RECORD EXCERPTS:
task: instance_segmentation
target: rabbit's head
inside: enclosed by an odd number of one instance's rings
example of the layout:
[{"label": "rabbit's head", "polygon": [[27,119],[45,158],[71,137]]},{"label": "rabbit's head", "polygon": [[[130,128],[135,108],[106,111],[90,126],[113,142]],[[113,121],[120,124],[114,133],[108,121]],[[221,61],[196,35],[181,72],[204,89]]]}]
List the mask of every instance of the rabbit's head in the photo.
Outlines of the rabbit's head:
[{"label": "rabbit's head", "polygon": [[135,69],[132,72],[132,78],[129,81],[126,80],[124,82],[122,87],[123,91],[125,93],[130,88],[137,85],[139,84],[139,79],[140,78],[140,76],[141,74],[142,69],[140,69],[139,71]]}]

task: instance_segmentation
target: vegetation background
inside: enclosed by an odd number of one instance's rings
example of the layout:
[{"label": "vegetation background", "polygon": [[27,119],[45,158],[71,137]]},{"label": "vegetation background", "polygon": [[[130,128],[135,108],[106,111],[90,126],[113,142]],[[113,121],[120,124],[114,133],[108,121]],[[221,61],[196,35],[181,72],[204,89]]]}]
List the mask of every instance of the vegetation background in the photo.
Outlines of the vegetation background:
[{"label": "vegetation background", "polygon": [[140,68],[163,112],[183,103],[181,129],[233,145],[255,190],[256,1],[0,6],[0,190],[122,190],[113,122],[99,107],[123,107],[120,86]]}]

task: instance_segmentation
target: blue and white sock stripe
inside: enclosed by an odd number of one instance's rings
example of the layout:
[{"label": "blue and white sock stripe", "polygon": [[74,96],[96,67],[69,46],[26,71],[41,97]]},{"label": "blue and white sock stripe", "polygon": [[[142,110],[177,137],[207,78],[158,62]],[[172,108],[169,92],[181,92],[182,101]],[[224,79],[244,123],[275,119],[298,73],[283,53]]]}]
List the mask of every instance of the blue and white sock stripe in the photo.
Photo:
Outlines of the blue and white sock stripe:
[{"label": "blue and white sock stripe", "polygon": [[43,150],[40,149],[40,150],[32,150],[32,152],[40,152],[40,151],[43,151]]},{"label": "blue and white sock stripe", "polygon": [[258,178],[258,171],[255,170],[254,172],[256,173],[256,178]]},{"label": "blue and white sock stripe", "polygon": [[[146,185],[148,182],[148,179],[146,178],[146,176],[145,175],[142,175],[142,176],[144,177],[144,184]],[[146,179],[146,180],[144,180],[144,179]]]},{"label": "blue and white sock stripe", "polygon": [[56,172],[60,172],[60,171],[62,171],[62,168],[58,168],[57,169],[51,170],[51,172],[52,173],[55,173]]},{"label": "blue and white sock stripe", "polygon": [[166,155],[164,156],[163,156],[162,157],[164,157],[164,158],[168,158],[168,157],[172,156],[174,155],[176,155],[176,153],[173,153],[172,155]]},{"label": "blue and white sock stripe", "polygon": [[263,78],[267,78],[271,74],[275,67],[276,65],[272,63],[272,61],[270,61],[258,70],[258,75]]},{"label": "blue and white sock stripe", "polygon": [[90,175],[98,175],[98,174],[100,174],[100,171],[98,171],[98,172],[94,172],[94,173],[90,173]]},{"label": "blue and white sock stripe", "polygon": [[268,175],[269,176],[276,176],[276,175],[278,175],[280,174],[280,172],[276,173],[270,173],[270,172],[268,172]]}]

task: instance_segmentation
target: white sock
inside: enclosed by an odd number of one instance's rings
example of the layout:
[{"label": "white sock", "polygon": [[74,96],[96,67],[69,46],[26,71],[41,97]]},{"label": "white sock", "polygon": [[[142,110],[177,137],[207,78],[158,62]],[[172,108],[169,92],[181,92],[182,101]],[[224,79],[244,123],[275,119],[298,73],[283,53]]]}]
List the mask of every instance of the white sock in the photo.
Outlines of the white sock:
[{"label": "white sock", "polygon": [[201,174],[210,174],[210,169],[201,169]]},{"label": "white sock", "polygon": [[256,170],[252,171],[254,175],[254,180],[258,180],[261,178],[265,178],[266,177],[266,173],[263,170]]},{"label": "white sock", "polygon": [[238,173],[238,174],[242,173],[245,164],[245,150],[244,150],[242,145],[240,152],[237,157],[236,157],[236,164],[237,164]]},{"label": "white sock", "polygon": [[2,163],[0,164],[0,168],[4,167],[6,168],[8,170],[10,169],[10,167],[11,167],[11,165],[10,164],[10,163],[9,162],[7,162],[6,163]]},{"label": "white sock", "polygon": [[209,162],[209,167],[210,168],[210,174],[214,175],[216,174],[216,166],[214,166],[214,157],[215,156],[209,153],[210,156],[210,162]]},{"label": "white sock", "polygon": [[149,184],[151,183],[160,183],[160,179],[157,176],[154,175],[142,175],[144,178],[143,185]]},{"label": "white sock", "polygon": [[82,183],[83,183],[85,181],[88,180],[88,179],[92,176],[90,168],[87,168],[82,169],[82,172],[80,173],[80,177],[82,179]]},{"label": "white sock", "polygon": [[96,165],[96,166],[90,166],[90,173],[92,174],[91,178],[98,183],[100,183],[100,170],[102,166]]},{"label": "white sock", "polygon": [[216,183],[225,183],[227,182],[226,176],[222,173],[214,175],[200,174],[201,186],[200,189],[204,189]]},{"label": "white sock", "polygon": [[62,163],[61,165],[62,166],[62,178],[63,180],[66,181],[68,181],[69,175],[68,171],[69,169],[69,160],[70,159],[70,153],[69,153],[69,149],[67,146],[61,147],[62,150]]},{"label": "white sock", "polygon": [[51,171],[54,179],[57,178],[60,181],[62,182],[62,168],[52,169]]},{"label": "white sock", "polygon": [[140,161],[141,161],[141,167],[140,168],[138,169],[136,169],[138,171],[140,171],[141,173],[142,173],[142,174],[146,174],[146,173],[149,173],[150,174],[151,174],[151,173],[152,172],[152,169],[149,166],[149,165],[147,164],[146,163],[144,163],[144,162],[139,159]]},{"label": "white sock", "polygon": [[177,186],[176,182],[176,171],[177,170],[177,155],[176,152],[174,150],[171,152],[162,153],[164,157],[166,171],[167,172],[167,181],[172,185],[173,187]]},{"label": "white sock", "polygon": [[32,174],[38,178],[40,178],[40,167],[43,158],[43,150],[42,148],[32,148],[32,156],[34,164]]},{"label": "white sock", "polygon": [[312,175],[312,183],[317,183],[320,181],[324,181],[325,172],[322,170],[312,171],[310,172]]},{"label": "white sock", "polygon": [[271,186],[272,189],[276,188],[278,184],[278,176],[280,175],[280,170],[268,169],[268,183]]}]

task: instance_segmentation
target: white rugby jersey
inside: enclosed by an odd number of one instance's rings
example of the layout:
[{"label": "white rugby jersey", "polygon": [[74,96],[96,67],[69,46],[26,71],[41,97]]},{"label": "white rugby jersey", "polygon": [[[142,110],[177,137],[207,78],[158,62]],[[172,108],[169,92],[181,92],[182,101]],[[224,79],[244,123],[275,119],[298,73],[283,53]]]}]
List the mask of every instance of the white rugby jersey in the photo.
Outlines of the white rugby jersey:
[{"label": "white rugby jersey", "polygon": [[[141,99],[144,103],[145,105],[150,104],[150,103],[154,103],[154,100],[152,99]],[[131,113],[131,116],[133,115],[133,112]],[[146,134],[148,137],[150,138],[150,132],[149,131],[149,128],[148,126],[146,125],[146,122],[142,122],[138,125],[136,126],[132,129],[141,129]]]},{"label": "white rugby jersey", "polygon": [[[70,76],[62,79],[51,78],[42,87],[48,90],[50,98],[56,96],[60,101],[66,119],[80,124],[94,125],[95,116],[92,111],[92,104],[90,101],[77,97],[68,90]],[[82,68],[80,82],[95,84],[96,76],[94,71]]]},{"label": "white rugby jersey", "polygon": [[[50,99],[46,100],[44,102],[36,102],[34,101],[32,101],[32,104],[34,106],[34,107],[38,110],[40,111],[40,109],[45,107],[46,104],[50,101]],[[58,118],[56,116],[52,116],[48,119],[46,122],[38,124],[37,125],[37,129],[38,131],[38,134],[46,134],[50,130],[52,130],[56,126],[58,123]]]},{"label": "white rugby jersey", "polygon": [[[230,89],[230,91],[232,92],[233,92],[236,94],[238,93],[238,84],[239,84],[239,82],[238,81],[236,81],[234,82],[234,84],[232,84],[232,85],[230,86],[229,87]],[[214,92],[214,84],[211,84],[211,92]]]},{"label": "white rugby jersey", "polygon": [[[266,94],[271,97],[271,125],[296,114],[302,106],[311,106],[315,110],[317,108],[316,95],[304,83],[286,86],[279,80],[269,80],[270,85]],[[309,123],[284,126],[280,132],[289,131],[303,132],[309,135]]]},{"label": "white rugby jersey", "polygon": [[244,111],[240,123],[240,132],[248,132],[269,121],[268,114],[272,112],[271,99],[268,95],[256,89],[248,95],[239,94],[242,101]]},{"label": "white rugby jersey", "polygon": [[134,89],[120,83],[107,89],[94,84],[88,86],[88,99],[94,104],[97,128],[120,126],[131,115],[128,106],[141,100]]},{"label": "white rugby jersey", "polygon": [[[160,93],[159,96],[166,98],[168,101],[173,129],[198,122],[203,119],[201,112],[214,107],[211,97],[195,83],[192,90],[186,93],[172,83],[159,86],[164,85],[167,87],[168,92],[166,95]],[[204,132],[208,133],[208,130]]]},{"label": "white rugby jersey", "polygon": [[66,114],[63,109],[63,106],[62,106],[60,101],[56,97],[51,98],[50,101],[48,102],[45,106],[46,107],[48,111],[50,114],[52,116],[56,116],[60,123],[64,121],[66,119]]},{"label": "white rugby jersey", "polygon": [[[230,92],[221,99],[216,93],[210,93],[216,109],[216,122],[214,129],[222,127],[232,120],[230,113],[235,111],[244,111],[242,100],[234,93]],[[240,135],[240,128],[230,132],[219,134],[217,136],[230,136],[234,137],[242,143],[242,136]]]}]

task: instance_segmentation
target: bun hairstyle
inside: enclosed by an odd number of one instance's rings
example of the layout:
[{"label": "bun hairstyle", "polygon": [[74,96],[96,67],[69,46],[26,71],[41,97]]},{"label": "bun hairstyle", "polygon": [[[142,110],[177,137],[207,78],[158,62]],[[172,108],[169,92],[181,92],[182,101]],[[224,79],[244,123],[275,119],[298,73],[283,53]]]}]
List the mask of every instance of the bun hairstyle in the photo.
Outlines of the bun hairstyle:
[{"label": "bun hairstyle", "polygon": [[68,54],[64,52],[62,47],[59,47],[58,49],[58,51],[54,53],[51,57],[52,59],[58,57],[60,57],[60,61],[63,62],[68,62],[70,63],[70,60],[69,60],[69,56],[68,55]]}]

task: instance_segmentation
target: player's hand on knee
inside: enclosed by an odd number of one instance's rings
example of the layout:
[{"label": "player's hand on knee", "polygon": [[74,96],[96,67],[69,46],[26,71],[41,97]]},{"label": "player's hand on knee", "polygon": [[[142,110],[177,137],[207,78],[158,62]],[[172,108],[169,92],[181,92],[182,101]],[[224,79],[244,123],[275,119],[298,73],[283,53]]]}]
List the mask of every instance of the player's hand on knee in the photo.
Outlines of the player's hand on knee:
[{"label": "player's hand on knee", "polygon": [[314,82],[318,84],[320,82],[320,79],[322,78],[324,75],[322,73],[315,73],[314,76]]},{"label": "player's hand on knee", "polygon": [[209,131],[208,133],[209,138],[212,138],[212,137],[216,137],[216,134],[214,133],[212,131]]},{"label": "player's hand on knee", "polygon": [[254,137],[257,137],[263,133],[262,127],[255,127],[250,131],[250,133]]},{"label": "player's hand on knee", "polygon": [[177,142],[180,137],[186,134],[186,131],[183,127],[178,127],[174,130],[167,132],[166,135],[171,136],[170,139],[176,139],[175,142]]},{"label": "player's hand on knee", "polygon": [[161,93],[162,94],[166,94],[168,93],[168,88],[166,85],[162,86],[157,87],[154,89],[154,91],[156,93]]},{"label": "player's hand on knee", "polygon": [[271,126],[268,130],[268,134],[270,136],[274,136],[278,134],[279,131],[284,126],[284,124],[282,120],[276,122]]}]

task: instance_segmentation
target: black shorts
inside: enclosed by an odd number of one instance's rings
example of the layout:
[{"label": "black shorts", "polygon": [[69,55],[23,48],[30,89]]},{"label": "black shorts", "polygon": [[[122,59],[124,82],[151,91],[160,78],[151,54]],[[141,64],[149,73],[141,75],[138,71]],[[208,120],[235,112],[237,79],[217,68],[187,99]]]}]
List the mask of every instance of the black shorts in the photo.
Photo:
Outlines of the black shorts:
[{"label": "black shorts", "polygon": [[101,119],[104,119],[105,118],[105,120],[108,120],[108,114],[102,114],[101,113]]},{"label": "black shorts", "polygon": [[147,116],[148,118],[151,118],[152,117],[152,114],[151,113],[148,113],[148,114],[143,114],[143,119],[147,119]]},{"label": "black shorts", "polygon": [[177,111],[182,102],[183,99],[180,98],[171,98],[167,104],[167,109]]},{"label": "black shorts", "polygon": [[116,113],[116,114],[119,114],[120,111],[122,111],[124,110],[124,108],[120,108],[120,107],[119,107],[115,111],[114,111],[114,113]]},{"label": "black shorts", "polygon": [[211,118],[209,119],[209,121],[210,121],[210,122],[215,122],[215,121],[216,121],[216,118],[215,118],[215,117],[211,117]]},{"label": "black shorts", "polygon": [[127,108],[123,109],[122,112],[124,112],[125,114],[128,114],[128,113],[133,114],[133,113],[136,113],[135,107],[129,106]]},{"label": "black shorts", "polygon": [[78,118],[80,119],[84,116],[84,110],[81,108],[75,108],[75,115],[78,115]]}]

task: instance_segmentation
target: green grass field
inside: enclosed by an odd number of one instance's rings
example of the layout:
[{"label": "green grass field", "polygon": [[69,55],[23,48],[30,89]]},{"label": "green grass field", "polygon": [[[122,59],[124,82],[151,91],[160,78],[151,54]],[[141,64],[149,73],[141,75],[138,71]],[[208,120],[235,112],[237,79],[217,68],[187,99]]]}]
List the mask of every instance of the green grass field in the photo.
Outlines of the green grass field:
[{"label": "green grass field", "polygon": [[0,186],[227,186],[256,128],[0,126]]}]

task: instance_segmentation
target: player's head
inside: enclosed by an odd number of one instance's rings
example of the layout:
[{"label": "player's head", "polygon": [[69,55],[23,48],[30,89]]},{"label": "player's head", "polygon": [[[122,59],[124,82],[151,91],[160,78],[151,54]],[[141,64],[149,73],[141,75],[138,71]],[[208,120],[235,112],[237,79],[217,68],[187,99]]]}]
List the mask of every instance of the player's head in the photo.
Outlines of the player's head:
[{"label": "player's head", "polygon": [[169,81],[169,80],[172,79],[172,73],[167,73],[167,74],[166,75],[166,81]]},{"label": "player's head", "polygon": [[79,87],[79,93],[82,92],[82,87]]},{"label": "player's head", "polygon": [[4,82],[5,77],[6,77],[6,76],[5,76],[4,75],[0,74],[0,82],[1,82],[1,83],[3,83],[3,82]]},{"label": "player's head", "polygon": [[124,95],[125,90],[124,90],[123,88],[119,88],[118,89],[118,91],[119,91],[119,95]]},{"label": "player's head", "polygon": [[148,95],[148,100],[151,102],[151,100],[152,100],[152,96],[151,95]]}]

WHAT IS BEING ASKED:
Pick out every line in the material above that contains the word "Outlines", and treat uppercase and lowercase as different.

EXERCISE RESPONSE:
Outlines of the rabbit's head:
Outlines of the vegetation background:
Outlines of the blue and white sock stripe:
Outlines of the white sock:
Outlines of the white rugby jersey:
Outlines of the bun hairstyle:
Outlines of the player's hand on knee:
Outlines of the black shorts:
Outlines of the green grass field:
Outlines of the player's head:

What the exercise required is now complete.